## Task objective:
Select every line of the items that contains the word "yellow", and copy those lines. Case counts.

## Extracted data:

────

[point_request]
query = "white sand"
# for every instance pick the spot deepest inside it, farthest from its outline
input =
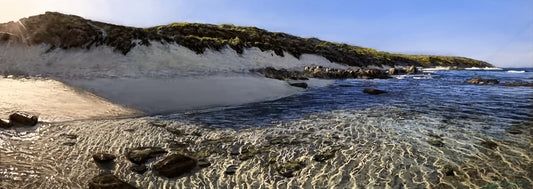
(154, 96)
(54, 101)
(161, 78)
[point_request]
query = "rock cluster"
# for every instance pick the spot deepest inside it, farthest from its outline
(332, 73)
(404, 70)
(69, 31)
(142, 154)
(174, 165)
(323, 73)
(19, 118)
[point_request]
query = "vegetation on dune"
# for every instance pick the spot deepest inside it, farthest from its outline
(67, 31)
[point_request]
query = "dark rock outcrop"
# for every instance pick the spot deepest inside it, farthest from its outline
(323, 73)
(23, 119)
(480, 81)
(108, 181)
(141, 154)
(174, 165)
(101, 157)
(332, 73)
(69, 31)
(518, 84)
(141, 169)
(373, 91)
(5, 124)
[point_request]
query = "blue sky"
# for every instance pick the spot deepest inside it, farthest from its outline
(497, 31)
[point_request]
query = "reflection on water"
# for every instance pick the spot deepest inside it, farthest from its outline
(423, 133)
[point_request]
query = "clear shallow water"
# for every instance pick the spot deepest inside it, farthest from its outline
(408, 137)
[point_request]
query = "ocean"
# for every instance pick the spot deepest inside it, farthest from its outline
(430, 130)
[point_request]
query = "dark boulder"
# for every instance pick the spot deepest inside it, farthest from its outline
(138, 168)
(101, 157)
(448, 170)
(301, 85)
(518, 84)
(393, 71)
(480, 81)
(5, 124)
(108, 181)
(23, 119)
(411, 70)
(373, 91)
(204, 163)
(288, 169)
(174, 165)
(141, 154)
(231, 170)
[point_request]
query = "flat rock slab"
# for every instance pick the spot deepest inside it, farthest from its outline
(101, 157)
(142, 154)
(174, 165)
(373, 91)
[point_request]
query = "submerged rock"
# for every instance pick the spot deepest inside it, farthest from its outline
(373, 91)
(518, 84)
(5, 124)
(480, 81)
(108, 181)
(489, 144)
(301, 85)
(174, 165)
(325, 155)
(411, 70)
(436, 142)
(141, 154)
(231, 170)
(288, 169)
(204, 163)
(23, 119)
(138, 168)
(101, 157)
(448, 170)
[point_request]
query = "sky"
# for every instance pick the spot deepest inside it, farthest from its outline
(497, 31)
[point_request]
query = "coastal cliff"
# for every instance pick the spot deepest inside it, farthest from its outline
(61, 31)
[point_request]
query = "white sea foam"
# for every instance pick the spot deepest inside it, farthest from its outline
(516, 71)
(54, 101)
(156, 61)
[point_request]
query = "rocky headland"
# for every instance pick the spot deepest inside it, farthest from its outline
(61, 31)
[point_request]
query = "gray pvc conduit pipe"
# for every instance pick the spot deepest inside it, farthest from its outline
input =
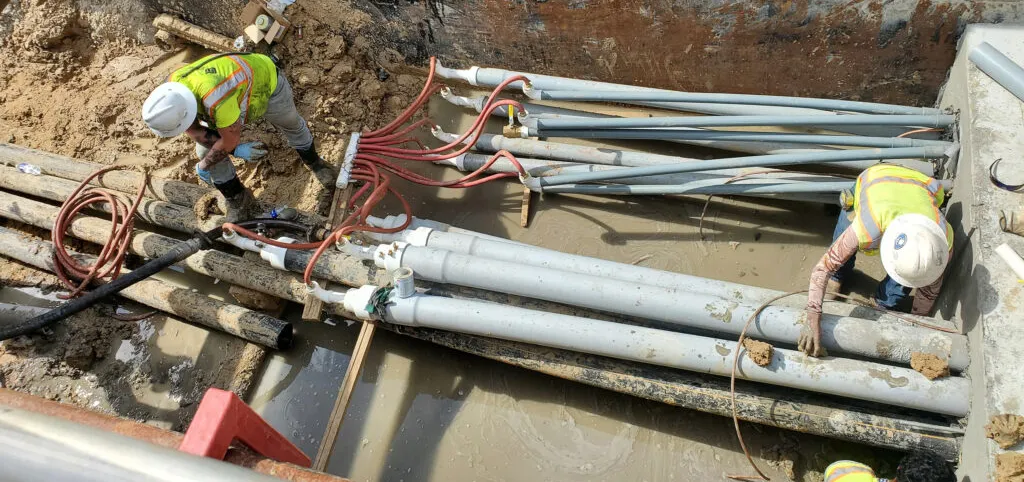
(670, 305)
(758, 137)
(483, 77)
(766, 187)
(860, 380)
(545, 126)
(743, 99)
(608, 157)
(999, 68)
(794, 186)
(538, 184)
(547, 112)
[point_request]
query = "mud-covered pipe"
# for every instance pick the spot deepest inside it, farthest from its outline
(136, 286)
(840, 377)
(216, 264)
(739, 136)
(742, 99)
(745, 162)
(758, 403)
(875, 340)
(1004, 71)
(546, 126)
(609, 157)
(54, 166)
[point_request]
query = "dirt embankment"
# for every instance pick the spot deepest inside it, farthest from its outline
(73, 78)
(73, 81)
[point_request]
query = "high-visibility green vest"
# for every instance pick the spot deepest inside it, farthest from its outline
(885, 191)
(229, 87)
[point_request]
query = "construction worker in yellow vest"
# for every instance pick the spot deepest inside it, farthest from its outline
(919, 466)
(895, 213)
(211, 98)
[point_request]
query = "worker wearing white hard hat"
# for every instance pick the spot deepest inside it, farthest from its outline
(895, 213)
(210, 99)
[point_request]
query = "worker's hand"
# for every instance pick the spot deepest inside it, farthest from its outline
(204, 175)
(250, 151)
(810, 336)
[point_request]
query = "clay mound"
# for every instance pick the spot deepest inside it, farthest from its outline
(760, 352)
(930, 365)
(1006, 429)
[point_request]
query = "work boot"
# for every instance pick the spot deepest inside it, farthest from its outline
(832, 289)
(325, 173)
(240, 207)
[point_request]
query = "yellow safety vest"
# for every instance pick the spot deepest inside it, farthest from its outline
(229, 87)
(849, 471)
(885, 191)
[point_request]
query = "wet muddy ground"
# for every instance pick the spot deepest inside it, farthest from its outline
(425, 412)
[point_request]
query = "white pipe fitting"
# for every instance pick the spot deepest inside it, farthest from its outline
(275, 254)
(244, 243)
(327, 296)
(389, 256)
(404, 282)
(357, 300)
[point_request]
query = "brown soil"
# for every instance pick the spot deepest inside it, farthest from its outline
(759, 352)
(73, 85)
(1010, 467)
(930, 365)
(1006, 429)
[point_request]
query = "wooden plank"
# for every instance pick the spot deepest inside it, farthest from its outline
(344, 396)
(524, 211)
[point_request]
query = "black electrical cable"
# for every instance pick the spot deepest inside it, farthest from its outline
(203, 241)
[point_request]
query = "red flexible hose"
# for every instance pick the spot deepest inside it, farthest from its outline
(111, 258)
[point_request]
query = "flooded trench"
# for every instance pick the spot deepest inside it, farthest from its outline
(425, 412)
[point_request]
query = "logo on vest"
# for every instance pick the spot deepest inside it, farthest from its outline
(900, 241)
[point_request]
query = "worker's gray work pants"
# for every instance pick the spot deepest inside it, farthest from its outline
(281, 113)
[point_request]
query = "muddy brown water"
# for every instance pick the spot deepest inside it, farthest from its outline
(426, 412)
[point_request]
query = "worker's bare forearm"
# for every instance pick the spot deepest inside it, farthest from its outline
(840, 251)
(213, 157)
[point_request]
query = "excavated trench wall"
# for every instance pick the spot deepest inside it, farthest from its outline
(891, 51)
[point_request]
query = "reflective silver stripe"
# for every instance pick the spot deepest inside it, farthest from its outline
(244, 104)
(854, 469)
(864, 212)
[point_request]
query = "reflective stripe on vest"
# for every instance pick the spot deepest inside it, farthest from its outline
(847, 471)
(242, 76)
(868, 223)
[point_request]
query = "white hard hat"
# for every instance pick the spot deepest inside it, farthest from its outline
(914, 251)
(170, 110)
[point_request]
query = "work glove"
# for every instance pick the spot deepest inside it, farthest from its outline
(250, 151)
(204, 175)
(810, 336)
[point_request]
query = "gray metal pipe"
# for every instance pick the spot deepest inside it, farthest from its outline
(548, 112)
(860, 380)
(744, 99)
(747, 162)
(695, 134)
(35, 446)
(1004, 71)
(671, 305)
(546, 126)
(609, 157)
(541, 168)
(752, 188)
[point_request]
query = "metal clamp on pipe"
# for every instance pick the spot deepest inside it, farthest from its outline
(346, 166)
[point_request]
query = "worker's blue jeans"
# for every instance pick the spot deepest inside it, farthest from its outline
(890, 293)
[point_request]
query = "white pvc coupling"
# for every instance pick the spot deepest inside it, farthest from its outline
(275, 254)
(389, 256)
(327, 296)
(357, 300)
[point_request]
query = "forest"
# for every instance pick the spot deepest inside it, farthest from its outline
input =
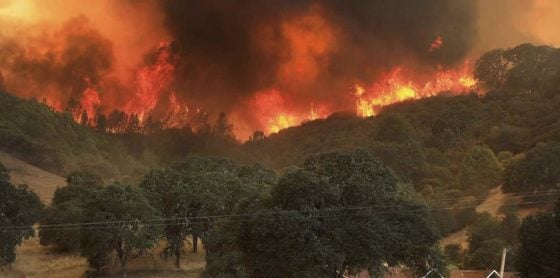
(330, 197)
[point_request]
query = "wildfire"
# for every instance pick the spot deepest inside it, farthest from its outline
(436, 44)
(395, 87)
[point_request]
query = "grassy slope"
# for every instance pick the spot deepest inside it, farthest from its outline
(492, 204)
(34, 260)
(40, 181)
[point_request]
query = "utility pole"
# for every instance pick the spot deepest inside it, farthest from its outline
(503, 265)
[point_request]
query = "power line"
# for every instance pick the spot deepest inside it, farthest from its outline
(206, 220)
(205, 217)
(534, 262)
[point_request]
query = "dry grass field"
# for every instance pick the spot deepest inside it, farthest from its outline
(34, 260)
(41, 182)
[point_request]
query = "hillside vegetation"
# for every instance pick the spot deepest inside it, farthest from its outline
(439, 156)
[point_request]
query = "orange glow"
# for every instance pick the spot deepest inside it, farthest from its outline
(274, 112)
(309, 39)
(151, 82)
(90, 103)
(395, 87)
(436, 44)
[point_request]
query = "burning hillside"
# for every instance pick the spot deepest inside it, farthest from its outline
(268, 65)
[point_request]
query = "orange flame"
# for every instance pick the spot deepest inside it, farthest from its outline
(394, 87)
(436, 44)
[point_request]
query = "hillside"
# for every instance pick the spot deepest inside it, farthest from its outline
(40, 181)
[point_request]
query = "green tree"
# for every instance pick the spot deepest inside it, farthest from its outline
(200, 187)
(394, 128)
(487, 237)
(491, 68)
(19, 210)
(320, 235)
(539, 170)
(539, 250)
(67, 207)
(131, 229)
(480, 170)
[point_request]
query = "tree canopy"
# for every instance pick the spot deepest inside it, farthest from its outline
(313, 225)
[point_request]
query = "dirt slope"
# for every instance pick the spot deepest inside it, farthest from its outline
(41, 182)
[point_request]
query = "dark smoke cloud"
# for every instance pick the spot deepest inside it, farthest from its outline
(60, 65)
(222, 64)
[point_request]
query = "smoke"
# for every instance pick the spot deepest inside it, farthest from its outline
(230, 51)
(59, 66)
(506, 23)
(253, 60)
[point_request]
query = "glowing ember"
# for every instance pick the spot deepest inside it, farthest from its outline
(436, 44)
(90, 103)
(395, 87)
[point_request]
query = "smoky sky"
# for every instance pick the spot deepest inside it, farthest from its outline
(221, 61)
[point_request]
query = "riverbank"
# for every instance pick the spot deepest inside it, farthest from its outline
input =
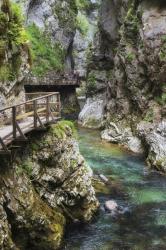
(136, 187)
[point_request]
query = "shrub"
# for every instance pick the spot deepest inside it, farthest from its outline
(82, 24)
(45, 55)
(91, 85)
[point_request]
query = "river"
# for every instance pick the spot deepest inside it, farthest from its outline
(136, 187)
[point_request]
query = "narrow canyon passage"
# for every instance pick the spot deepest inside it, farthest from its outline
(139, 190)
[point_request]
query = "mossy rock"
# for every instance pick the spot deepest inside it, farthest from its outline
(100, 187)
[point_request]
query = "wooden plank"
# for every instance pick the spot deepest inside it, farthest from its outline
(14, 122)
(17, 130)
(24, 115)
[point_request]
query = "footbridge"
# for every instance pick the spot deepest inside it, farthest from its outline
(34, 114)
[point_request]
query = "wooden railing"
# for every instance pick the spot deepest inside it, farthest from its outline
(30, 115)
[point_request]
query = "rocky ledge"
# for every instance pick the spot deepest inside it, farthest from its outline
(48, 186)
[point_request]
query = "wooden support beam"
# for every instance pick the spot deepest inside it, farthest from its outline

────

## Response to the exercise:
query = "construction worker in yellow vest"
query = "yellow safety vest"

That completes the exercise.